→ Your objective: Render everything from the line containing "on the misty" down to the end of the records as a Markdown table with the columns Row and Line, numbering each row and leaving out blank lines.

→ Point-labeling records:
+ + + +
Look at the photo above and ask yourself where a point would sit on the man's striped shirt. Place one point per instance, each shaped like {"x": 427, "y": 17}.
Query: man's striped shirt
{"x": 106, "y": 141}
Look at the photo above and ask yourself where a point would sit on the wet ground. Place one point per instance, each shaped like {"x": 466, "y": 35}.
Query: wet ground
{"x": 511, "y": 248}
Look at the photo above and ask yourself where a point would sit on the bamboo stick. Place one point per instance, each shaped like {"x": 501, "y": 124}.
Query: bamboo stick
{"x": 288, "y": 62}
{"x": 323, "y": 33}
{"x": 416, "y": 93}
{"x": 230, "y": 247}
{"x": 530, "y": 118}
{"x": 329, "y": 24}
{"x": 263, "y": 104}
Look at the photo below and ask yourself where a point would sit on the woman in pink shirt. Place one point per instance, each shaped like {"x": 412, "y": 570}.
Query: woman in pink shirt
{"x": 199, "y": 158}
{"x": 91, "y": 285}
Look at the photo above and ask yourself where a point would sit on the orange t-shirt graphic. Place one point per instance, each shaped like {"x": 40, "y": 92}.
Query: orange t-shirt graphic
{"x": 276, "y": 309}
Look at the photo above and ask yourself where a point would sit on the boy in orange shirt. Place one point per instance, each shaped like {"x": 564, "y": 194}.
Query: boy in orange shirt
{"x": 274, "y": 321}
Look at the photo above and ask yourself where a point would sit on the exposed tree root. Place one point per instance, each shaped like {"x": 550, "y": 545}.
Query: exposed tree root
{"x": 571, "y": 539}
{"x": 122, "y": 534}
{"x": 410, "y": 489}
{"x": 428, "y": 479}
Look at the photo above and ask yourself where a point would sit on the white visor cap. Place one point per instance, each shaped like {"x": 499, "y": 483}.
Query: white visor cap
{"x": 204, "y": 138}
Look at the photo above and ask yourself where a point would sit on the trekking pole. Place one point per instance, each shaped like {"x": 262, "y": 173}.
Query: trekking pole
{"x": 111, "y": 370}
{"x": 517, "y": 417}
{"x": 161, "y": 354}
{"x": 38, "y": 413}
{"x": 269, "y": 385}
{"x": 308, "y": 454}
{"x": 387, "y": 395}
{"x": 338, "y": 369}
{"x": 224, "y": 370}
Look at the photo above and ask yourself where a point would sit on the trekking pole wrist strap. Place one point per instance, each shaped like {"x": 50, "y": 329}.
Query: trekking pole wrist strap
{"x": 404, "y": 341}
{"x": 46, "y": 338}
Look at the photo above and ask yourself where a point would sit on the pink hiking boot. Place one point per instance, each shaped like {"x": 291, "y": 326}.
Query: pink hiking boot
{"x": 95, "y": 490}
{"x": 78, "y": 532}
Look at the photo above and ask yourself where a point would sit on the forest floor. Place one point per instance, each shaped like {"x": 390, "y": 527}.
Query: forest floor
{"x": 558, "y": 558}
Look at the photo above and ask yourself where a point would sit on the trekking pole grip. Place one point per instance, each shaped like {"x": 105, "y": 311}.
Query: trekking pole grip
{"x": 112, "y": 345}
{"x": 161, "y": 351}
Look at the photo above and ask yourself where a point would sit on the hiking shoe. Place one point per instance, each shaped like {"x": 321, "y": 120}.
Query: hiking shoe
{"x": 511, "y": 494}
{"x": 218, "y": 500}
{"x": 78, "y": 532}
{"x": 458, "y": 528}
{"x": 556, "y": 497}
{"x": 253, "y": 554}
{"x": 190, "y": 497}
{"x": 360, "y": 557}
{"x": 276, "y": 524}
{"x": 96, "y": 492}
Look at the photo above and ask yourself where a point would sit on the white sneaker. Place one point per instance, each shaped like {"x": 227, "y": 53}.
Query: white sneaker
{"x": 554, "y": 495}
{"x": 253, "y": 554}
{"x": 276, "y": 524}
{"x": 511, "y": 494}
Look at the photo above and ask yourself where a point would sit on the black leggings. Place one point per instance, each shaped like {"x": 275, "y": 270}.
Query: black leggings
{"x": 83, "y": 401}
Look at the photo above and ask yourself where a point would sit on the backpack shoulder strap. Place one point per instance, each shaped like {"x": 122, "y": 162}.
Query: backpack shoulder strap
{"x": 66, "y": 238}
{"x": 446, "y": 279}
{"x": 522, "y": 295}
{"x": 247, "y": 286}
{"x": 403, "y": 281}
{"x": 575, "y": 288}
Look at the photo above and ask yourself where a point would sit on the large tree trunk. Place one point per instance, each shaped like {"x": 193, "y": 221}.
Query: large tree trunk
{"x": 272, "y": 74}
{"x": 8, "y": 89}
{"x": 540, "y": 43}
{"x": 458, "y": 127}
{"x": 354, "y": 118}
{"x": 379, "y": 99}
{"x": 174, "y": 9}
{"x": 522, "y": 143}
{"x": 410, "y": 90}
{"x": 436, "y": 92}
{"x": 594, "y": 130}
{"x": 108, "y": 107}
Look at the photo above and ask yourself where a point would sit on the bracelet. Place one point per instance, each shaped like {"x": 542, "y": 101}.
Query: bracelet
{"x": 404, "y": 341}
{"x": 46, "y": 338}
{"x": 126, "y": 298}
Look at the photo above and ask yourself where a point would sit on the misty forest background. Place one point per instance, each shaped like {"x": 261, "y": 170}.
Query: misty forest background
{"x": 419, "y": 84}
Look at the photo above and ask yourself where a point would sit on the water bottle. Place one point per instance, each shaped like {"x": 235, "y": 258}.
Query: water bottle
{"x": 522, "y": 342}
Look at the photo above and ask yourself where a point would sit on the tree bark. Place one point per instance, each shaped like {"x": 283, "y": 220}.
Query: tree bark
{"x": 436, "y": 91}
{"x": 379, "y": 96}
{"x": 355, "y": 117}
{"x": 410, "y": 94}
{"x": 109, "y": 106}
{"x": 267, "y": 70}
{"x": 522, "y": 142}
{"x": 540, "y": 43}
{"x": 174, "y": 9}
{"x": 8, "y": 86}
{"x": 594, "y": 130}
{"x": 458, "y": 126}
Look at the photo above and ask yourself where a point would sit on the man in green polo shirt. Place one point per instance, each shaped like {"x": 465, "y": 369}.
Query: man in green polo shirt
+ + + +
→ Task solution:
| Row | Line |
|---|---|
| 1 | Look at the photo above and ask yourself where a point would sit on the misty forest background. Place one point per instance, each shaped like {"x": 261, "y": 170}. |
| 2 | Query: misty forest background |
| 3 | {"x": 419, "y": 84} |
| 4 | Look at the photo above and ask yourself where a point would sit on the water bottle. Place one point per instance, each shaped like {"x": 235, "y": 258}. |
| 5 | Query: water bottle |
| 6 | {"x": 522, "y": 342} |
| 7 | Look at the photo above and ask yourself where a point would sit on the tree bark. Place one point per instance, each shaped like {"x": 283, "y": 220}. |
| 8 | Query: tree bark |
| 9 | {"x": 436, "y": 91} |
| 10 | {"x": 379, "y": 96} |
| 11 | {"x": 355, "y": 117} |
| 12 | {"x": 410, "y": 94} |
| 13 | {"x": 109, "y": 106} |
| 14 | {"x": 267, "y": 70} |
| 15 | {"x": 522, "y": 142} |
| 16 | {"x": 540, "y": 43} |
| 17 | {"x": 174, "y": 9} |
| 18 | {"x": 8, "y": 86} |
| 19 | {"x": 594, "y": 130} |
| 20 | {"x": 458, "y": 126} |
| 21 | Look at the photo above and ask yourself where a point would sit on the man in green polo shirt. Place one point per instance, each shaped like {"x": 465, "y": 369}. |
| 22 | Query: man in green polo shirt |